═══ Exercise passage

It seems like the only sane way to make use of refuse mixed plastic is to incinerate it for energy. Perhaps as peaker plants that can be brought online when there isn't sufficient renewable energy to meet demand.
Burning plastic is clearly dirty, but with sufficient heat and airborne pollutant scrubbers I doubt it's any worse than coal.
Burning plastic is clearly dirty, but with sufficient heat and airborne pollutant scrubbers I doubt it's any worse than coal.
It depends on which plastic exactly (which is one of the reasons the whole "plastic=bad" mentality irritates me in the same way as stereotyping), but a regular plastic bag is going to be almost pure polyethylene --- essentially a very long-chain wax --- and combustion of that will definitely be cleaner than coal. At the other end are the halogenated polymers like PVC and PTFE whose combustion products are definitely much worse than coal.

══════
═══ Data supplied

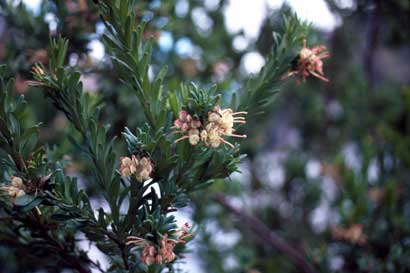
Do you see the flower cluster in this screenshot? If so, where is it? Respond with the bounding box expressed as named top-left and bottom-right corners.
top-left (174, 105), bottom-right (247, 148)
top-left (332, 224), bottom-right (367, 245)
top-left (282, 40), bottom-right (330, 83)
top-left (126, 224), bottom-right (191, 265)
top-left (120, 155), bottom-right (153, 182)
top-left (0, 176), bottom-right (26, 199)
top-left (173, 110), bottom-right (202, 145)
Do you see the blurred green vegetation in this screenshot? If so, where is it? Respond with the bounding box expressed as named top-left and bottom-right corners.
top-left (0, 0), bottom-right (410, 273)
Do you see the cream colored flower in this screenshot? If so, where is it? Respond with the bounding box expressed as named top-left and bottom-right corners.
top-left (0, 176), bottom-right (27, 199)
top-left (120, 155), bottom-right (153, 182)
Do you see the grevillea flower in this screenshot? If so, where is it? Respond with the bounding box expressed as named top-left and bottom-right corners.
top-left (125, 224), bottom-right (191, 265)
top-left (173, 110), bottom-right (201, 145)
top-left (119, 155), bottom-right (153, 182)
top-left (174, 105), bottom-right (247, 148)
top-left (201, 105), bottom-right (247, 148)
top-left (0, 176), bottom-right (26, 199)
top-left (282, 39), bottom-right (330, 83)
top-left (332, 224), bottom-right (367, 245)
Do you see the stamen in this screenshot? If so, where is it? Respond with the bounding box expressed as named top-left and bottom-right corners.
top-left (174, 136), bottom-right (189, 143)
top-left (220, 137), bottom-right (235, 148)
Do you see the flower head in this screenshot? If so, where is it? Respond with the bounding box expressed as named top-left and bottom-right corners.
top-left (0, 176), bottom-right (27, 199)
top-left (332, 224), bottom-right (367, 245)
top-left (125, 224), bottom-right (191, 266)
top-left (174, 105), bottom-right (247, 148)
top-left (282, 39), bottom-right (330, 83)
top-left (119, 155), bottom-right (153, 182)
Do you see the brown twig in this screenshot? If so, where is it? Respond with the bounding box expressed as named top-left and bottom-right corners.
top-left (214, 192), bottom-right (317, 273)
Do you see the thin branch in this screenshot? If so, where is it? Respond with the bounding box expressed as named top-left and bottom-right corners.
top-left (214, 194), bottom-right (317, 273)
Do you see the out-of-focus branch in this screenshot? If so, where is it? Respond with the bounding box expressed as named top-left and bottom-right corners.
top-left (214, 194), bottom-right (317, 273)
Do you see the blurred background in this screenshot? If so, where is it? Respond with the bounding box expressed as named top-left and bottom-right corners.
top-left (0, 0), bottom-right (410, 273)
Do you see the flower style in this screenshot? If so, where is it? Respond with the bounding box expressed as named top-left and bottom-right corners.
top-left (173, 105), bottom-right (247, 148)
top-left (0, 176), bottom-right (27, 199)
top-left (119, 155), bottom-right (153, 182)
top-left (125, 224), bottom-right (191, 266)
top-left (282, 39), bottom-right (330, 83)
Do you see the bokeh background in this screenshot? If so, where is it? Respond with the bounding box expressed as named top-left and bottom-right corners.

══════

> Task set:
(a) Answer these questions using the comments on burning plastic:
(i) When could plastic-burning peaker plants be brought online?
(ii) A regular plastic bag is almost pure what?
(iii) Which two polymers are named as having combustion products much worse than coal?
(b) Turn the paragraph of the comments on burning plastic that begins "It depends on which plastic exactly" into a short bulleted list that keeps its main facts.
(c) Carry on the comments on burning plastic from the point where they stop.
The material has no connection to the comments on burning plastic.

> Responses to the exercise:
(a)
(i) When there isn't sufficient renewable energy to meet demand.
(ii) Polyethylene.
(iii) PVC and PTFE.

(b)
- How clean burning plastic is depends on the type of plastic.
- A regular plastic bag is almost pure polyethylene, essentially a very long-chain wax, and burning it is cleaner than burning coal.
- Halogenated polymers such as PVC and PTFE give off combustion products much worse than coal.

(c)
PVC and PTFE are rarely found in trash, certainly not in the volumes of the rest of the types.
With a properly made incinerator (which isn't hard to do) burning plastic is cleaner than burning oil or coal. A bit of filtration will catch the halogens in case they slip in.
PTFE, no, not common at all. Its relatives are rather common in food packaging (liners and seals), though.
PVC... man, PVC is in a lot of things. Surprisingly many things. The monomer/polymer itself isn't that awful, but some of the plasticizers truly scare me. And I'm often favorably inclined towards the chemical industry!
I keep wondering if there is a way to make a "stomach" that can dissolve plastic/make energy with it, whether directly or as an electrolyte base (add zinc/copper)
I am aware of the bacteria that can eat plastic but too slow
Weird. This comment says 15 minutes ago in the main view, but 20 hours ago when I go to reply to it. I guess the whole post got "pushed to the front" again.
You don't burn those though, they stay in the walls of homes/mains/whatever for a long time, by the time they need replacing I'm hoping we'll have a solution (easily 50 years in some cases)
Also actually that covers a huge portion of plastics considered "strong enough" ironically perhaps, this may turn out to be a huge nightmare but we won't be here to see it, so
Are we really trying to substitute plastics with less polluting/toxic materials?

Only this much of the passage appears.